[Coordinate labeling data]
=====
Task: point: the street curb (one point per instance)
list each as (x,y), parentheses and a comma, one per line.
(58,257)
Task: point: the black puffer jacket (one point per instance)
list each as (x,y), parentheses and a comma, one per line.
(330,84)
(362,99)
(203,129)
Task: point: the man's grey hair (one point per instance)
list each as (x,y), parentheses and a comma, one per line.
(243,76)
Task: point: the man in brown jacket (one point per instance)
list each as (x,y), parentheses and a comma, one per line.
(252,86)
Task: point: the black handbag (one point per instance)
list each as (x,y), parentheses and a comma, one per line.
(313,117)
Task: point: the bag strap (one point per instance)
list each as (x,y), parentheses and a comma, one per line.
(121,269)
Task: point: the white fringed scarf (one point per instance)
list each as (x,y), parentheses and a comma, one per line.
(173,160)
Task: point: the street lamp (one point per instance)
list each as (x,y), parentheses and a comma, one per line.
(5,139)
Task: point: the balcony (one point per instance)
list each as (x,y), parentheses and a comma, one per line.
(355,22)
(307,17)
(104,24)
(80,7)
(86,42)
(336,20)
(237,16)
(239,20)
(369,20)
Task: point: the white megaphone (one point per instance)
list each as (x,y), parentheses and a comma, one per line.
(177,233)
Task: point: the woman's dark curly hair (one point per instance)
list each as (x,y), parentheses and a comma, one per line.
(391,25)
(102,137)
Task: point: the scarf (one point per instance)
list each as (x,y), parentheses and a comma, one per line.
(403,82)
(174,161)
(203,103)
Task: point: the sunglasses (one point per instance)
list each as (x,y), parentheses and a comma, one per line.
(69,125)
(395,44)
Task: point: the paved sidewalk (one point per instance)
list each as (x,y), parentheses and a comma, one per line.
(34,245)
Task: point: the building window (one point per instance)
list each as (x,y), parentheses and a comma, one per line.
=====
> **Your task**
Reproduce all of the data, swapping "one point per instance" for "one point per item" wherever it appears and leaving everything else untouched.

> **Response to this task**
Task: point: the street curb (one point per item)
list each as (x,y), parentheses and a comma, one per line.
(58,257)
Task: point: the black puffer jacket (one point per item)
list each as (x,y), parentheses and a comma, one per line.
(330,84)
(362,99)
(203,129)
Task: point: the man's grey hair (one point per item)
list each as (x,y), parentheses and a comma, one per line.
(243,76)
Task: point: the man in brown jacket (one point per item)
list each as (x,y), parentheses and a comma, one per line.
(252,86)
Task: point: the black handbag (one point per item)
list each as (x,y), parentheses and a comma, one per line.
(313,117)
Task: point: the bag strap (one point per item)
list each as (x,y), parentheses and a comma, one per line.
(121,269)
Task: point: the white fringed scarf (one point per item)
list each as (x,y), parentheses and a comma, one per line.
(173,160)
Task: point: the street lamp (one point per item)
list each as (x,y), parentheses and a comma, one per line.
(5,139)
Task: point: the balcony (one point per item)
list each as (x,y), parentheses and a comma, one per line.
(355,22)
(307,17)
(104,24)
(80,7)
(86,42)
(336,20)
(237,16)
(239,20)
(369,20)
Task: point: the white megaphone (one point per item)
list each as (x,y), parentheses and a comma, one per line.
(177,233)
Task: point: the woman's dark curly hair (one point per item)
list each as (x,y), parentheses and a comma, one per line.
(391,25)
(102,137)
Task: point: the scarf (one point per item)
list each as (x,y), parentheses and a comma, one per line.
(403,82)
(174,161)
(203,103)
Task: point: the sunglasses (one point per item)
list each as (x,y), parentheses and a comma, one per line.
(69,125)
(395,44)
Task: point: the paved sidewalk (one point per item)
list each as (x,y), parentheses and a comma, one per line.
(34,245)
Task: point: the building window (one point per item)
list each as (x,y), parentheses and a comma, one per line.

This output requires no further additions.